=== WHAT YOU WILL DO ===
In this exercise, the entries below are to be transcribed exactly, line by line.

:::

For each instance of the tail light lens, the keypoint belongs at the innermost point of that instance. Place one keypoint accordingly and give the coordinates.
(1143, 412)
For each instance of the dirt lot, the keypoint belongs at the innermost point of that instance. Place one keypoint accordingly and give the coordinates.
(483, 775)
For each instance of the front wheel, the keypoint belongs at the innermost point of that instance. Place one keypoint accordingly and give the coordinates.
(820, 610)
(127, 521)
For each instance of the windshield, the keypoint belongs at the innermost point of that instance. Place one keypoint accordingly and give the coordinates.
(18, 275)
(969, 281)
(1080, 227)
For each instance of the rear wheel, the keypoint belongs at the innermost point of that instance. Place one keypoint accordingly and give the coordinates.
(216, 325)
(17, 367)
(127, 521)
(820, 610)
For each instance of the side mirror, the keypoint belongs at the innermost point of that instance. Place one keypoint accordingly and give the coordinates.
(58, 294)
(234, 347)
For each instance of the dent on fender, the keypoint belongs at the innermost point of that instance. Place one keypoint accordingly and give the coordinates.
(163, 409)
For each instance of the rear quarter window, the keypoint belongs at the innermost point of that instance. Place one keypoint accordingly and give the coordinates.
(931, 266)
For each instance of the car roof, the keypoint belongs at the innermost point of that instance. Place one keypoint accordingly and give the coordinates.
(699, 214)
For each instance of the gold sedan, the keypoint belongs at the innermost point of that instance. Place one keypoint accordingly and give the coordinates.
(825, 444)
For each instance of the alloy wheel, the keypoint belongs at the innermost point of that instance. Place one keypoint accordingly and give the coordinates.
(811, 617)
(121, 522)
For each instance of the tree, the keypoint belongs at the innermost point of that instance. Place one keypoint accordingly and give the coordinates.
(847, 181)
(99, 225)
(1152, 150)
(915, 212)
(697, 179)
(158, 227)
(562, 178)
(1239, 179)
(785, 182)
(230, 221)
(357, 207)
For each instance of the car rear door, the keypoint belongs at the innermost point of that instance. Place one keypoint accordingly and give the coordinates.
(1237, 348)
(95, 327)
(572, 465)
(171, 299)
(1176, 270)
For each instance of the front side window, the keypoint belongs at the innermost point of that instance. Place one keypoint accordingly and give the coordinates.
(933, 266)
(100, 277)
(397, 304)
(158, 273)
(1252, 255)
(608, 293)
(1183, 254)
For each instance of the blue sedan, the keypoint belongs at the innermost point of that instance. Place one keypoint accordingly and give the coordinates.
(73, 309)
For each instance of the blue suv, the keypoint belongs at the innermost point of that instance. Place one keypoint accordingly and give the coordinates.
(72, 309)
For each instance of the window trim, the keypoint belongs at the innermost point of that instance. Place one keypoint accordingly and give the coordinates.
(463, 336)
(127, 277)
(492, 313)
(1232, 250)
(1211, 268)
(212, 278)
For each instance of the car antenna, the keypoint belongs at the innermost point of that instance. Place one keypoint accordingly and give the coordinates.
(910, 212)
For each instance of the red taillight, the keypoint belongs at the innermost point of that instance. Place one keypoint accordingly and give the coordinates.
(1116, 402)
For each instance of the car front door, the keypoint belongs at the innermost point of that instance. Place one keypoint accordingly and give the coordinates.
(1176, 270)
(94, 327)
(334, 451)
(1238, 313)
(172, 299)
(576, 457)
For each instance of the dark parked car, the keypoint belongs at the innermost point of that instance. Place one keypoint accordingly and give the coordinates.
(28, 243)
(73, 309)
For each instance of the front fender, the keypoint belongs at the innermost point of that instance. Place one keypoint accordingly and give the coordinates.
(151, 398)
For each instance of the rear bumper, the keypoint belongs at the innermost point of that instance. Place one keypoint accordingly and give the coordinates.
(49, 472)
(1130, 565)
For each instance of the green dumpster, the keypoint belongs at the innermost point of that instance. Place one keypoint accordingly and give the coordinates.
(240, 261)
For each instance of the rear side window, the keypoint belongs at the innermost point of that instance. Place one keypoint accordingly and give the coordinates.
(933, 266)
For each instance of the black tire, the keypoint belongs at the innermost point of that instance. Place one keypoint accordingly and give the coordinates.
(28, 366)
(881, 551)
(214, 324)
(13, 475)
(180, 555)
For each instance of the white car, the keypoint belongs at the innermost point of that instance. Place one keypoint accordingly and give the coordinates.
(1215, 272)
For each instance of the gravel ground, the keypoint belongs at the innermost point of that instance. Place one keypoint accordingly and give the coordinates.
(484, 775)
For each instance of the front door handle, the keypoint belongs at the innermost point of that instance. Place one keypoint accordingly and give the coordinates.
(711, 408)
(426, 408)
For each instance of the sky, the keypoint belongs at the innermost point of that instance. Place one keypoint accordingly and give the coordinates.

:::

=== ANSWER TO THIS EXERCISE ===
For each instance of the tail light lens, the keypoint belongs at the innermost point of that instance. Place one keypoint accordingly and give the coordinates.
(1143, 412)
For each instance of the dirt lot, the keypoint belongs at the innermost point of that instance. Place one keypoint accordingly and give the coordinates.
(483, 775)
For each instance of the front wheel, the keypoint belongs at the innermost point of that instance. Place one keypoint accordingly and give the coordinates.
(820, 610)
(127, 521)
For each instance of the windshield, the keypoint belongs at the innermost point of that instance. Place one keypoint accordingly and give the coordinates.
(18, 275)
(969, 281)
(1080, 227)
For each instance of the rear wheel, the keypoint belongs at the innermost point of that instance. Place one keypoint accordingly and give the coordinates.
(216, 325)
(17, 367)
(127, 521)
(820, 610)
For each instance of the side mirror, the keypoint belongs at the innermost point of that instance. Place one keypoint accordingly and give the coordinates.
(58, 294)
(234, 347)
For each instance of the dent on fender, the keypoint belongs at the innermost point of that instance. Place one keypoint accordingly and give the coordinates.
(163, 409)
For each instance of the rear quarter window, the keypoint belongs at the innermost point of that instance. Place one keypoint accordingly and give the coordinates.
(931, 266)
For each instance of the car roof, the keypoint belongs at the innermost point of that instance. Place one keypoint accordingly and give the coordinates.
(699, 214)
For each instance of the gold sedan, the keypoint belongs at the innermost point of that instance. Place one keypoint accordingly and give the coordinates.
(825, 444)
For each instance of the alloy wheel, the keypoint belongs at the innermost point of that instance. Place one keypoint accordingly and give the coordinates.
(811, 617)
(121, 522)
For each instance of the tree, the keypoint belongs at the innermost point of that instance. Place one keypoint accordingly and give the coordinates.
(847, 181)
(99, 225)
(1152, 150)
(915, 212)
(697, 179)
(158, 227)
(562, 178)
(1239, 179)
(785, 182)
(230, 221)
(357, 207)
For each instance of the car rear door, the keypoint belongs at the innermost point of that instance. Place one keypoint accordingly and give the coordinates.
(1237, 348)
(95, 327)
(572, 465)
(171, 299)
(1176, 270)
For each instance of the front side window, the keypoint belongs at the innermost point of that instance. Place one keypoint accordingly and give the coordinates.
(933, 266)
(100, 277)
(397, 304)
(158, 273)
(1252, 255)
(608, 293)
(1183, 254)
For each instance of the blue sedan, the keypoint belongs at the innermost point of that instance. Place one keypoint accordingly and give the coordinates.
(73, 309)
For each instance of the blue suv, the keypoint belongs at the innermost point of that instance. Place one keypoint accordingly and give the coordinates.
(72, 309)
For each instance of the window trim, the keypoint belongs at the innermost point of that instance. Place one keypoint accordingly and give the coordinates.
(463, 336)
(127, 277)
(492, 313)
(1232, 250)
(1211, 268)
(212, 278)
For each instance of the car antenna, the keypoint belongs at the innermost point of that instance. Place one keypoint accordingly and give the coordinates.
(910, 212)
For each instance of the red taillight, the keypoint belongs at the innermost point of that instance. Place one keypoint accordingly and give the coordinates.
(1116, 402)
For each instance of the car front door, the keypoint belongs at the innermost point of that instance. Place one keypoint accordingly and give the coordinates.
(1176, 270)
(94, 327)
(334, 451)
(1238, 313)
(172, 299)
(576, 457)
For each instance of the dark parked car, the keypoint belongs at the innermost point of that instance. Place one keypoint accordingly and give the coordinates.
(28, 243)
(73, 309)
For each instance of the front fender, the keypoint belongs at the innermost point of that instance. Place one keypoint accordingly and give the coordinates.
(151, 398)
For each instance of the rear bumper, the keypoint belongs at the innermost point of that instance. Place one keypoint accordingly and give the coordinates.
(49, 472)
(1130, 565)
For each instance of the green dumpster, the keypoint belongs at the innermost point of that instance. Place one keypoint accordingly and give the coordinates.
(240, 261)
For each instance of the rear side window, the keypoint belongs at the innermost point of that instance. Place one keypoint accordingly and give the coordinates.
(933, 266)
For each instance of the black tire, the keypoint belongs at the innermost point of that instance. Place one keypoint accordingly and give the coordinates.
(28, 366)
(881, 551)
(214, 324)
(13, 475)
(180, 555)
For each instance of the white car, the keypoint belongs at the innermost point of that instance. Place one keypoint accordingly and give the coordinates.
(1215, 272)
For each instance of the gravel ground, the keypoint belongs at the innermost point of that instance. Place one keypoint accordingly and give the coordinates.
(484, 775)
For each instance of the front door handle, the keypoint belongs at the innermost point of that instance. Place one keypoint accordingly and give the coordinates.
(711, 408)
(426, 408)
For each instance of the sky, the keypoint belongs at the innermost point of that instance. Place one keypoint accordingly and give the coordinates.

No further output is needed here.